DIRECTIONS FOR THIS TASK: Transcribe the records below. Leave every line exactly as written.

RECORDS SUPPLIED:
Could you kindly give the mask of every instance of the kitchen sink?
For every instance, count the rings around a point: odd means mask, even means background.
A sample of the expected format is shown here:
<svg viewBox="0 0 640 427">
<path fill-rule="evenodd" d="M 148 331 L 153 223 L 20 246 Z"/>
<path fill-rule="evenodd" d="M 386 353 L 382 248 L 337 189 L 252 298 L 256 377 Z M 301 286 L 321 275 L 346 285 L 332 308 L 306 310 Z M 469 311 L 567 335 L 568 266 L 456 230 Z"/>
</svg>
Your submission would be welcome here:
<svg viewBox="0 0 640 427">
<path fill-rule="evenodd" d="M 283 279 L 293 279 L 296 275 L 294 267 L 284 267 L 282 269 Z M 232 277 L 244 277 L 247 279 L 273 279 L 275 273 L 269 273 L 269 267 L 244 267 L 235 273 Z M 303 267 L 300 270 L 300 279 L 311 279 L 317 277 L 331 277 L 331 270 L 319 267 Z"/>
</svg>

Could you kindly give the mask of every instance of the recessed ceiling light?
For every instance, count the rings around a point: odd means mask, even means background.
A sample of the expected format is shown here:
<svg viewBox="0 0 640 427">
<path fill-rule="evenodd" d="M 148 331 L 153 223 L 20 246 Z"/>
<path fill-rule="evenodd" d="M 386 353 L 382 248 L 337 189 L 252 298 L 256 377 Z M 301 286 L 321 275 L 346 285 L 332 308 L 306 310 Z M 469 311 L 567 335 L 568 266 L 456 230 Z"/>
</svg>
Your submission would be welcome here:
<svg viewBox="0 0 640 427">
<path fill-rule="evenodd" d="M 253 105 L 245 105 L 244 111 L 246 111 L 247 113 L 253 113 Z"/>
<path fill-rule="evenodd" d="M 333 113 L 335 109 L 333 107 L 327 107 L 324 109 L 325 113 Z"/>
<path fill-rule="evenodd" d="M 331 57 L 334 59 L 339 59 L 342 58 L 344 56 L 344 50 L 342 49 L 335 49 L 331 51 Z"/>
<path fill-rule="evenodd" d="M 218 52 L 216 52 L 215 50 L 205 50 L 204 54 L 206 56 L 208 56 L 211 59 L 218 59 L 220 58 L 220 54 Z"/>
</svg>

ANSWER TO THIS PROBLEM:
Could you kindly give the mask of every instance of the kitchen sink?
For every instance, count the rings around a point: odd means mask, even means background.
A sample of the expected format is shown here:
<svg viewBox="0 0 640 427">
<path fill-rule="evenodd" d="M 148 331 L 153 223 L 20 246 Z"/>
<path fill-rule="evenodd" d="M 386 353 L 382 248 L 337 189 L 252 298 L 256 377 Z M 301 286 L 321 275 L 346 285 L 332 308 L 306 310 Z M 469 311 L 567 335 L 568 266 L 456 230 Z"/>
</svg>
Your submission would be welcome here:
<svg viewBox="0 0 640 427">
<path fill-rule="evenodd" d="M 283 279 L 293 279 L 296 275 L 294 267 L 284 267 L 282 269 Z M 232 277 L 244 277 L 247 279 L 273 279 L 275 273 L 269 273 L 269 267 L 244 267 L 235 273 Z M 303 267 L 300 270 L 300 279 L 311 279 L 317 277 L 331 277 L 331 270 L 319 267 Z"/>
</svg>

Could you kindly give the mask of every instance of the recessed ceiling light?
For every instance, count the rings around a point: odd means mask, even means background.
A sample of the expected format is shown here:
<svg viewBox="0 0 640 427">
<path fill-rule="evenodd" d="M 148 331 L 153 223 L 20 246 Z"/>
<path fill-rule="evenodd" d="M 386 353 L 382 248 L 337 189 L 252 298 L 256 377 Z M 301 286 L 321 275 L 346 285 L 332 308 L 306 310 Z M 469 311 L 567 335 L 568 266 L 456 230 Z"/>
</svg>
Your submission would be welcome here:
<svg viewBox="0 0 640 427">
<path fill-rule="evenodd" d="M 253 105 L 245 105 L 244 111 L 246 111 L 247 113 L 253 113 Z"/>
<path fill-rule="evenodd" d="M 333 113 L 335 109 L 333 107 L 327 107 L 324 109 L 325 113 Z"/>
<path fill-rule="evenodd" d="M 331 57 L 334 59 L 339 59 L 342 58 L 344 56 L 344 50 L 342 49 L 335 49 L 331 51 Z"/>
<path fill-rule="evenodd" d="M 218 52 L 216 52 L 215 50 L 205 50 L 204 54 L 206 56 L 208 56 L 211 59 L 218 59 L 220 58 L 220 54 Z"/>
</svg>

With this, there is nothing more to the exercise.